PROBLEM: Rewrite the stretch below from the line containing "Annotation guideline: for every instance of the license" through the line containing "<point>486,302</point>", swapping "innermost point" for "central point" and leaving everything else unchanged. Return only those lines.

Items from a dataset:
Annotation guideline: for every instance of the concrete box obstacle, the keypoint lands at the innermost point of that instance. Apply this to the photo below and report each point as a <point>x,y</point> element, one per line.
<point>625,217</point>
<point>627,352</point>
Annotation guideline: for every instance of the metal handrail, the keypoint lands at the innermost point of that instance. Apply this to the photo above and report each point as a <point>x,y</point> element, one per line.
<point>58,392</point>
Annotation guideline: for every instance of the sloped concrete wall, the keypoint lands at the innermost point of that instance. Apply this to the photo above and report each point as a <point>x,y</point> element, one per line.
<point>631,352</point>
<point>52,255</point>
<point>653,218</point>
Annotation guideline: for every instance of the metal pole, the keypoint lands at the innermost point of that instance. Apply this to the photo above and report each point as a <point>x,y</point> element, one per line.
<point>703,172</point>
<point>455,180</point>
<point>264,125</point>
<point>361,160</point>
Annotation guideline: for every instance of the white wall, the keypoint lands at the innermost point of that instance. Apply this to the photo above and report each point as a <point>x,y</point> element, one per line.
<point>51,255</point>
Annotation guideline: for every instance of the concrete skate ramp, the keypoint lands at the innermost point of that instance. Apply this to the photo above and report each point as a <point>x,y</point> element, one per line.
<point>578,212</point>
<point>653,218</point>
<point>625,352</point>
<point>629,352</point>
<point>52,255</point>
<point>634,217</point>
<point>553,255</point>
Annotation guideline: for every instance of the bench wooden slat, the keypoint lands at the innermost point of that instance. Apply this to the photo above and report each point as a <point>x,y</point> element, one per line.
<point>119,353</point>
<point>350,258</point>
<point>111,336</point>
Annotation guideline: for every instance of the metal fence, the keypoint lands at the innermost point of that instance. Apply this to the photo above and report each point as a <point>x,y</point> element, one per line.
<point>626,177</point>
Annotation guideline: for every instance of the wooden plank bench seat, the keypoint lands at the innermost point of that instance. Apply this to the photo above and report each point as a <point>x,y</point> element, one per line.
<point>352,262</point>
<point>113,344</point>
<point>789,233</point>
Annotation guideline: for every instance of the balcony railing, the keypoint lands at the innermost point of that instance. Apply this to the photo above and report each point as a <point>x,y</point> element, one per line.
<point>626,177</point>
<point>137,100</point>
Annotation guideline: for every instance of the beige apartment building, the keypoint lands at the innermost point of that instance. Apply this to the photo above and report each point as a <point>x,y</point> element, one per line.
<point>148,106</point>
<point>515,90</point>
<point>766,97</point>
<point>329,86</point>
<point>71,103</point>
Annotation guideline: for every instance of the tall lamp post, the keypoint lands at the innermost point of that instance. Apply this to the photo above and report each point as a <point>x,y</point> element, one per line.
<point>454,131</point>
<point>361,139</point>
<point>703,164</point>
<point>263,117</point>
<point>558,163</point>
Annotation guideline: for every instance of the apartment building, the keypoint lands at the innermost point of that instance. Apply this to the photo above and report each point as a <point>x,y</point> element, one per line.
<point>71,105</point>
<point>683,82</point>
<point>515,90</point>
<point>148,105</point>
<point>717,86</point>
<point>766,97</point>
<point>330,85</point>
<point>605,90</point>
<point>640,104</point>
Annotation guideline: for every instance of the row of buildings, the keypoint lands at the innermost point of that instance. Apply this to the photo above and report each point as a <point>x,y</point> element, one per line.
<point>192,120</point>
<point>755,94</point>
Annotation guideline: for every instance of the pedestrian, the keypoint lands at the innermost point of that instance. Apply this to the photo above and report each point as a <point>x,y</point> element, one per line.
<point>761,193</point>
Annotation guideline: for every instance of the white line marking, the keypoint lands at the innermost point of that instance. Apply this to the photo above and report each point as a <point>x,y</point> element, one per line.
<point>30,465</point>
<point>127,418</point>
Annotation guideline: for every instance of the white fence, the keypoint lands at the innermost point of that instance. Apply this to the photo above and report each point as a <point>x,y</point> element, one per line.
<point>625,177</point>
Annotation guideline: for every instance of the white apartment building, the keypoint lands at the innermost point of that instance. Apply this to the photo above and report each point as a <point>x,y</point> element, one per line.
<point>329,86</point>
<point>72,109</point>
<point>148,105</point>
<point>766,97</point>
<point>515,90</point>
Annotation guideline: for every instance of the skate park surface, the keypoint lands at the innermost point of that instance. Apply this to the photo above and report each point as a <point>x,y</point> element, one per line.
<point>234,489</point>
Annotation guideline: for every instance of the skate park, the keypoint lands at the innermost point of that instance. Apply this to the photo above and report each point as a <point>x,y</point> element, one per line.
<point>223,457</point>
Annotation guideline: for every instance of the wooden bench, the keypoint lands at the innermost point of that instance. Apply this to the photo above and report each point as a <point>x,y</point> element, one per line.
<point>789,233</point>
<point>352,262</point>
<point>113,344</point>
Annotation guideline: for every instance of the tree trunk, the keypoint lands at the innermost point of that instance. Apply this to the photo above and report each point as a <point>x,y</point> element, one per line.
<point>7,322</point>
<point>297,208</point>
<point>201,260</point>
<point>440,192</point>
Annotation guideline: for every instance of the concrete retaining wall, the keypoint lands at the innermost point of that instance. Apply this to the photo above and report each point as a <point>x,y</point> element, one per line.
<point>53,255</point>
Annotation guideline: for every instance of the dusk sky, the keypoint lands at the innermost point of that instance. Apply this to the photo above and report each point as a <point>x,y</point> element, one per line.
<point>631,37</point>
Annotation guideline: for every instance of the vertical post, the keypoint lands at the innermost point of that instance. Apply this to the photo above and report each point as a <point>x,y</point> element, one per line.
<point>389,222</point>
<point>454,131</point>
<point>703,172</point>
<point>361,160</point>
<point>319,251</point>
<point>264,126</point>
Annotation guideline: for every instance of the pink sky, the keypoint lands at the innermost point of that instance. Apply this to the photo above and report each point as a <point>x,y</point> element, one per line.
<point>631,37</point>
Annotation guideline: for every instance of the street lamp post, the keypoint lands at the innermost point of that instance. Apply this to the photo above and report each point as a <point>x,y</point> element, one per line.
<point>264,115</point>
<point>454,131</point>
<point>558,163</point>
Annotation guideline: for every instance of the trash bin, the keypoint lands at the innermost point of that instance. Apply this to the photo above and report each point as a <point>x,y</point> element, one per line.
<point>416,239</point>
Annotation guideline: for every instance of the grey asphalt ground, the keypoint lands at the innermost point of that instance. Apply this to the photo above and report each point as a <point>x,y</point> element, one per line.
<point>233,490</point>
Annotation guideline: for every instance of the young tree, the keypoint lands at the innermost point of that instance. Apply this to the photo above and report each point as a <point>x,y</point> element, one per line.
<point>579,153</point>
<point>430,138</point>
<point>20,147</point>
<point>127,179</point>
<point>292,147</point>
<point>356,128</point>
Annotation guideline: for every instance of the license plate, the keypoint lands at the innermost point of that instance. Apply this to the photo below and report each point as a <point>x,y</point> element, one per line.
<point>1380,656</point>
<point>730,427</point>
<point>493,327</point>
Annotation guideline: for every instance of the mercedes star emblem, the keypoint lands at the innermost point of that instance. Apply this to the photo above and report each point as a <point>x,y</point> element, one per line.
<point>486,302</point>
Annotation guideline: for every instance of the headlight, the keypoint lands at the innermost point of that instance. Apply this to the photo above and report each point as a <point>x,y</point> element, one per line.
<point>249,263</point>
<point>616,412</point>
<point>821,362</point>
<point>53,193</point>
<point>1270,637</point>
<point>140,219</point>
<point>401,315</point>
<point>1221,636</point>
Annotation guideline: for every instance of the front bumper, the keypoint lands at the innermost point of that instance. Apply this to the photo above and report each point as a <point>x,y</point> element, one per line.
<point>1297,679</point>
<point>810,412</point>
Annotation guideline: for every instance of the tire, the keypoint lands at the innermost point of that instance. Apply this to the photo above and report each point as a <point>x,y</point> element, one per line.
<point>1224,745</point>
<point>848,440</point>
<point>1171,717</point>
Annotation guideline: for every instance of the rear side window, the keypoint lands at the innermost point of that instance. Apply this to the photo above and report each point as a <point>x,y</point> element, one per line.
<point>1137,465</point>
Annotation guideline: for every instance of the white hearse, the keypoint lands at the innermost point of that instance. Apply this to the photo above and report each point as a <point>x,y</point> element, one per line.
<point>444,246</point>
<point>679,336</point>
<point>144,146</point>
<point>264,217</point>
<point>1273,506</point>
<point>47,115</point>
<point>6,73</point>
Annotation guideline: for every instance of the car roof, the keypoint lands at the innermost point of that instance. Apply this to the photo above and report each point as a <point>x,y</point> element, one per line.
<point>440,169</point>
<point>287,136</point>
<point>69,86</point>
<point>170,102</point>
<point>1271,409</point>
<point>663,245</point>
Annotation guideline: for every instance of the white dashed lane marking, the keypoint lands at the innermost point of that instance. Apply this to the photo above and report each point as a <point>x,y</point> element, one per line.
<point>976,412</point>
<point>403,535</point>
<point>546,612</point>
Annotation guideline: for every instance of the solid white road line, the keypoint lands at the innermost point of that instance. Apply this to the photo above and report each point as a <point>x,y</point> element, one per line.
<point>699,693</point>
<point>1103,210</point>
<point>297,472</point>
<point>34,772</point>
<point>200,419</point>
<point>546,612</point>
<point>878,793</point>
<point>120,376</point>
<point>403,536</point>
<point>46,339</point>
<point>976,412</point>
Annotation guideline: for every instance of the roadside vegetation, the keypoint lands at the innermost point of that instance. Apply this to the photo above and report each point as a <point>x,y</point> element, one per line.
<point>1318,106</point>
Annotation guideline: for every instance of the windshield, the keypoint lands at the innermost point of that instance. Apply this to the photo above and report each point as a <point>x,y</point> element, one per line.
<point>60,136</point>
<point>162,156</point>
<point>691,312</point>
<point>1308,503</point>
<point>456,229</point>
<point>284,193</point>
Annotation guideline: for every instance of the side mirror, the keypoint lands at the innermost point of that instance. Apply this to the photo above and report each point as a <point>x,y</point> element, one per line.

RESPONSE TO THIS TASK:
Annotation guideline: for every instance of the license plate, the keypoint lands at the central point of that instance. Apply this to the photo below and report each point as a <point>x,y</point> element, one per line.
<point>1380,656</point>
<point>730,427</point>
<point>493,327</point>
Annotation guideline: for every instance of the mercedes star emblem, the keypoint lands at the central point of that instance. Apply this to the photo above and report each point as a <point>x,y</point> element, one per line.
<point>486,302</point>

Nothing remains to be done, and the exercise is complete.